DOCUMENT:
(begin)

Multi-user Factories
Among the various market segments, rents for multi-user factories rose the most by 2.3% q-o-q, accelerating from the prior increase of 2.0% q-o-q in Q3 2023. This brings full-year rental growth for multi-user factories to 10.7% in 2023, the highest full-year rental growth across all the industrial segments. It is also an acceleration from 2022's 8.3% full-year growth and a 23.2% increase from the trough in Q3 2020. 

In Q4 2023, multi-user factory also saw the most substantial increase in occupancy as it improved by 0.8 ppt to 90.5%. It registered a 1.4 ppt increase for the entire year, which was the strongest across all industrial segments. CBRE Research believes this is due to flight to quality as take-up for newer factories with quality specifications remains healthy. 

Warehouses 
Rents for warehouses grew by 1.6% q-o-q, moderating from the previous increase of 2.4% q-o-q in Q3 2023. Strong warehouse demand saw occupancy rates improve by 0.3 ppt to 91.6% in Q4 2023. This brings full-year warehouse rental growth to 8.5%, accelerating from 2022's 7.9% increase. Warehouse rents have also increased by 20.6% since the trough in Q3 2020. With no significant warehouse completions in Q4 2023, warehouse availability remains tight as manufacturers and Third-Party Logistics (3PL) firms remain keen to hold onto quality spaces. 

Q4 2023 also marked the second consecutive quarter of negative net supply for warehouses. This suggests that landlords of older warehouses are undertaking redevelopments to capitalize on rising warehouse rentals amidst tight supply. 

Prices 
Prices continued to inch upwards but at a slower clip than rents in Q4 2023, with the All-Industrial Price index up 0.6% q-o-q. This is the sixth consecutive quarter of prices increasing slower than rents. For the full year, prices increased by 5.1%, moderating from 2022's price increase of 7.5%. Although the general sentiment among investors is that interest rates have peaked and will likely come down in 2024, current financing costs are still challenging for some investors. That said, yields for leasehold industrial assets remain attractive as they offer investors a positive carry.

(end)

INPUT MATERIAL:

(begin)

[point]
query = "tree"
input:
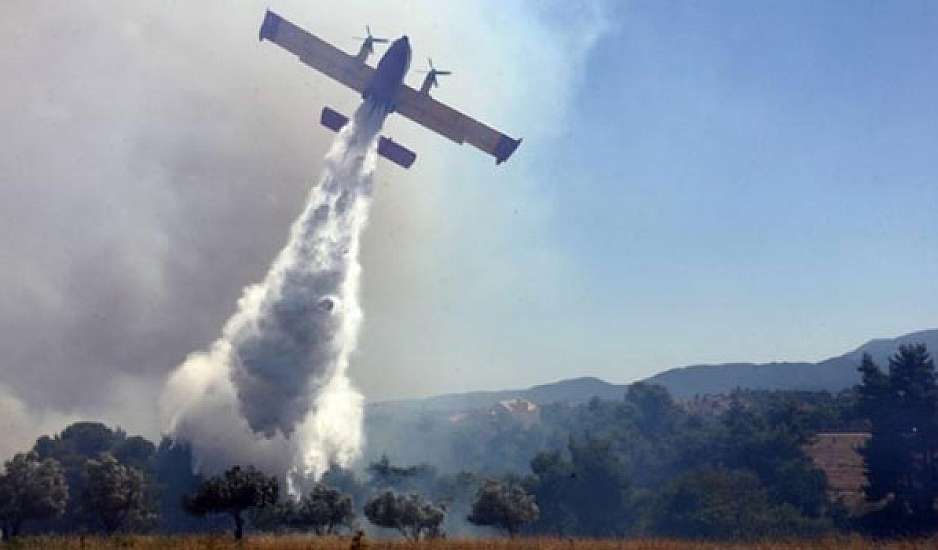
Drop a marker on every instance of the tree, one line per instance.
(720, 504)
(410, 514)
(901, 456)
(234, 492)
(116, 496)
(324, 510)
(506, 506)
(73, 447)
(30, 489)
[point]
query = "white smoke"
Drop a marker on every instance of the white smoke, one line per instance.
(273, 390)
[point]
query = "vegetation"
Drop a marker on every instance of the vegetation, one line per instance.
(116, 496)
(410, 514)
(232, 493)
(30, 489)
(323, 510)
(505, 505)
(713, 469)
(901, 456)
(300, 542)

(end)

SHORT PROBLEM 1:
In the industrial market report, turn the paragraph beginning "Rents for warehouses grew" into a short bulleted list that keeps its main facts.
SHORT PROBLEM 2:
Put every line of the point-labeling records into a numbered list, skipping blank lines, and leave the pictures out of the answer.
The records are unrelated to the text.

CORRECT OUTPUT 1:
- Warehouse rents rose 1.6% q-o-q in Q4 2023, slowing from the 2.4% q-o-q increase in Q3 2023.
- Strong demand lifted occupancy by 0.3 ppt to 91.6% in Q4 2023.
- Full-year warehouse rental growth reached 8.5%, faster than the 7.9% increase in 2022.
- Warehouse rents are up 20.6% since the Q3 2020 trough.
- With no significant completions in Q4 2023, availability remains tight because manufacturers and Third-Party Logistics (3PL) firms want to keep quality spaces.

CORRECT OUTPUT 2:
1. [point]
2. query = "tree"
3. input:
4. Drop a marker on every instance of the tree, one line per instance.
5. (720, 504)
6. (410, 514)
7. (901, 456)
8. (234, 492)
9. (116, 496)
10. (324, 510)
11. (506, 506)
12. (73, 447)
13. (30, 489)
14. [point]
15. query = "white smoke"
16. Drop a marker on every instance of the white smoke, one line per instance.
17. (273, 390)
18. [point]
19. query = "vegetation"
20. Drop a marker on every instance of the vegetation, one line per instance.
21. (116, 496)
22. (410, 514)
23. (232, 493)
24. (30, 489)
25. (323, 510)
26. (505, 505)
27. (713, 469)
28. (901, 456)
29. (300, 542)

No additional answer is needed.